List each line of the records below that contains the word "blouse", with case counting.

**DATA PROVIDED:**

Begin

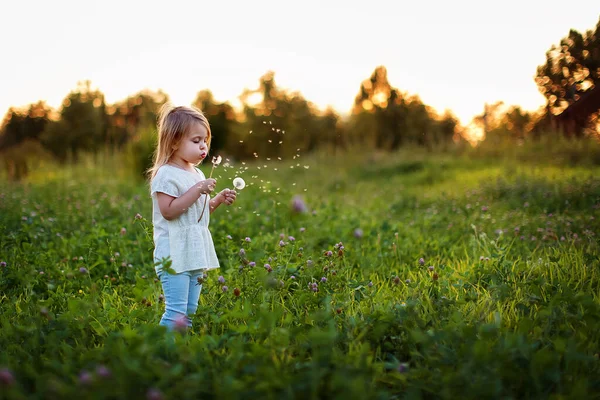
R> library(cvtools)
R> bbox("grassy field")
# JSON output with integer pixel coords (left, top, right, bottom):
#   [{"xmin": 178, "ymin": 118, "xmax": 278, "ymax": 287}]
[{"xmin": 0, "ymin": 148, "xmax": 600, "ymax": 399}]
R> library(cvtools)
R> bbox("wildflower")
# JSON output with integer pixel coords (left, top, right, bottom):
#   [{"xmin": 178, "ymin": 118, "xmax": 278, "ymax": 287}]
[
  {"xmin": 96, "ymin": 365, "xmax": 111, "ymax": 379},
  {"xmin": 292, "ymin": 196, "xmax": 308, "ymax": 213},
  {"xmin": 0, "ymin": 368, "xmax": 15, "ymax": 386},
  {"xmin": 146, "ymin": 388, "xmax": 163, "ymax": 400},
  {"xmin": 79, "ymin": 370, "xmax": 92, "ymax": 385},
  {"xmin": 173, "ymin": 315, "xmax": 188, "ymax": 332},
  {"xmin": 233, "ymin": 176, "xmax": 246, "ymax": 190}
]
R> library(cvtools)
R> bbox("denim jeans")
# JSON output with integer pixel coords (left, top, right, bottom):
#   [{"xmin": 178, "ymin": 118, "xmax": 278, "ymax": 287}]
[{"xmin": 157, "ymin": 269, "xmax": 204, "ymax": 330}]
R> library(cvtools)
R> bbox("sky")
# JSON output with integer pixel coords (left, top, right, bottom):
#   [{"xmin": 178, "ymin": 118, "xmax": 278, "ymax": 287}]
[{"xmin": 0, "ymin": 0, "xmax": 600, "ymax": 124}]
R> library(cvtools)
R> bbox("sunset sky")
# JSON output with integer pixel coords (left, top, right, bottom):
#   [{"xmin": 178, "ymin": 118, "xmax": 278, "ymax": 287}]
[{"xmin": 0, "ymin": 0, "xmax": 600, "ymax": 124}]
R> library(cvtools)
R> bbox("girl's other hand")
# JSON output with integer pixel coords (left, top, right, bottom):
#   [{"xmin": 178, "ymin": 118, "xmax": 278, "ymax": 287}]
[
  {"xmin": 196, "ymin": 178, "xmax": 217, "ymax": 194},
  {"xmin": 217, "ymin": 189, "xmax": 237, "ymax": 206}
]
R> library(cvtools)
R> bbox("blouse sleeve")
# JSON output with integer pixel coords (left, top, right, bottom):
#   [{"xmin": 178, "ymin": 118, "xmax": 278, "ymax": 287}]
[{"xmin": 150, "ymin": 169, "xmax": 181, "ymax": 197}]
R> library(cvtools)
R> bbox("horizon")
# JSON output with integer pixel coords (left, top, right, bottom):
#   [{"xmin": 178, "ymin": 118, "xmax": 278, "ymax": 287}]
[{"xmin": 0, "ymin": 0, "xmax": 600, "ymax": 126}]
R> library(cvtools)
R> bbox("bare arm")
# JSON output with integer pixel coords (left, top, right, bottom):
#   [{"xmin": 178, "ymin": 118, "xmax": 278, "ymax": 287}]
[
  {"xmin": 156, "ymin": 179, "xmax": 215, "ymax": 221},
  {"xmin": 208, "ymin": 189, "xmax": 237, "ymax": 214}
]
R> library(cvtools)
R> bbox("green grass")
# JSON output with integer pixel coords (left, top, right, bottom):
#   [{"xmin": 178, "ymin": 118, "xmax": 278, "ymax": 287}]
[{"xmin": 0, "ymin": 148, "xmax": 600, "ymax": 399}]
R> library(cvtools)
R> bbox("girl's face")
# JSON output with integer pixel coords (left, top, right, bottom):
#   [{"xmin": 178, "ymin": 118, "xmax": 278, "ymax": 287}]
[{"xmin": 173, "ymin": 122, "xmax": 208, "ymax": 165}]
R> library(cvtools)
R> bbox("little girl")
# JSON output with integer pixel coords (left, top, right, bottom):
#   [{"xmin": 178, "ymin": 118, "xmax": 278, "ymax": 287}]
[{"xmin": 149, "ymin": 103, "xmax": 236, "ymax": 330}]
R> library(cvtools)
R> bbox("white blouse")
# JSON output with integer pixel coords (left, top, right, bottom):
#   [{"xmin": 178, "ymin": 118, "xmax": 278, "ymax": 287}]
[{"xmin": 150, "ymin": 164, "xmax": 219, "ymax": 273}]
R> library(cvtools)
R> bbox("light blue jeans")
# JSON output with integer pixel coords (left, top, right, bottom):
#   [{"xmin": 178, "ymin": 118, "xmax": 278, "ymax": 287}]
[{"xmin": 157, "ymin": 269, "xmax": 204, "ymax": 330}]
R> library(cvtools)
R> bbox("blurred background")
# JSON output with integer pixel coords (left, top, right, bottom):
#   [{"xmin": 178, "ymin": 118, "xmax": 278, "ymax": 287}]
[{"xmin": 0, "ymin": 0, "xmax": 600, "ymax": 181}]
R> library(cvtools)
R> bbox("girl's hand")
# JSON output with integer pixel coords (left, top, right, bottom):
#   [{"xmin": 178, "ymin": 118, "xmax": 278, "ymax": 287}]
[
  {"xmin": 196, "ymin": 178, "xmax": 217, "ymax": 194},
  {"xmin": 215, "ymin": 189, "xmax": 237, "ymax": 206}
]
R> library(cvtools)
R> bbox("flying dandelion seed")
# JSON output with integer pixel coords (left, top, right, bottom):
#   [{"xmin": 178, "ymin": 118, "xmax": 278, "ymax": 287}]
[{"xmin": 233, "ymin": 176, "xmax": 246, "ymax": 190}]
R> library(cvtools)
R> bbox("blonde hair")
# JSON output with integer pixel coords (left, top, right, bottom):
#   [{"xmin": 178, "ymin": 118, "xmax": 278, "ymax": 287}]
[{"xmin": 148, "ymin": 103, "xmax": 212, "ymax": 179}]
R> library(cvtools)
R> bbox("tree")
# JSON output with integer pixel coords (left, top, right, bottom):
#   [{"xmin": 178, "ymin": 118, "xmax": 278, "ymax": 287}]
[
  {"xmin": 42, "ymin": 81, "xmax": 108, "ymax": 161},
  {"xmin": 535, "ymin": 16, "xmax": 600, "ymax": 136},
  {"xmin": 348, "ymin": 66, "xmax": 456, "ymax": 150},
  {"xmin": 0, "ymin": 101, "xmax": 51, "ymax": 181},
  {"xmin": 193, "ymin": 90, "xmax": 237, "ymax": 154},
  {"xmin": 104, "ymin": 90, "xmax": 169, "ymax": 148}
]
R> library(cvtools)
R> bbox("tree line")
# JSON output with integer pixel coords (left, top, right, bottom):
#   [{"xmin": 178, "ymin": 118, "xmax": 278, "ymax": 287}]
[{"xmin": 0, "ymin": 16, "xmax": 600, "ymax": 179}]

End

**OUTPUT FOR THIS EXERCISE:**
R> bbox("blouse sleeve")
R> bbox("white blouse")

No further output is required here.